(Data provided Opens)

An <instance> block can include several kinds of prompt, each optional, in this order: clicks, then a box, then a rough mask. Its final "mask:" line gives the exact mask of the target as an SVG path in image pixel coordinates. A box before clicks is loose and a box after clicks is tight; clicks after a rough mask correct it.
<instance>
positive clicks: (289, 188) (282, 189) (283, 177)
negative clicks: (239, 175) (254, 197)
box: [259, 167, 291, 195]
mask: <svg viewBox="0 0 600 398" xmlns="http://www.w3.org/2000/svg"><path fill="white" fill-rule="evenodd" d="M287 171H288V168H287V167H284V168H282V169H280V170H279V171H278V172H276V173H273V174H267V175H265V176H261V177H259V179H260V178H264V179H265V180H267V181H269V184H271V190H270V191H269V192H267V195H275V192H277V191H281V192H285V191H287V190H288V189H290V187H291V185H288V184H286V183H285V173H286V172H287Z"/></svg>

(Data provided Closes)

Copy out all of the records above line for line, with every character unchanged.

An <instance> block can include several kinds of prompt, each optional, in this order: clicks, then a box, then a rough mask. Its final "mask:" line gives the exact mask of the target as an SVG path in image pixel coordinates. A box before clicks is loose and a box after clicks is tight; clicks after a rough mask correct it.
<instance>
positive clicks: (289, 188) (282, 189) (283, 177)
negative clicks: (239, 175) (254, 197)
box: [259, 167, 291, 195]
mask: <svg viewBox="0 0 600 398" xmlns="http://www.w3.org/2000/svg"><path fill="white" fill-rule="evenodd" d="M287 171H288V168H287V167H284V168H282V169H280V170H279V171H278V172H276V173H273V174H267V175H265V176H261V177H259V179H260V178H264V179H265V180H267V181H269V184H271V190H270V191H269V192H267V195H275V192H277V191H281V192H285V191H287V190H288V189H290V187H291V185H288V184H286V183H285V173H286V172H287Z"/></svg>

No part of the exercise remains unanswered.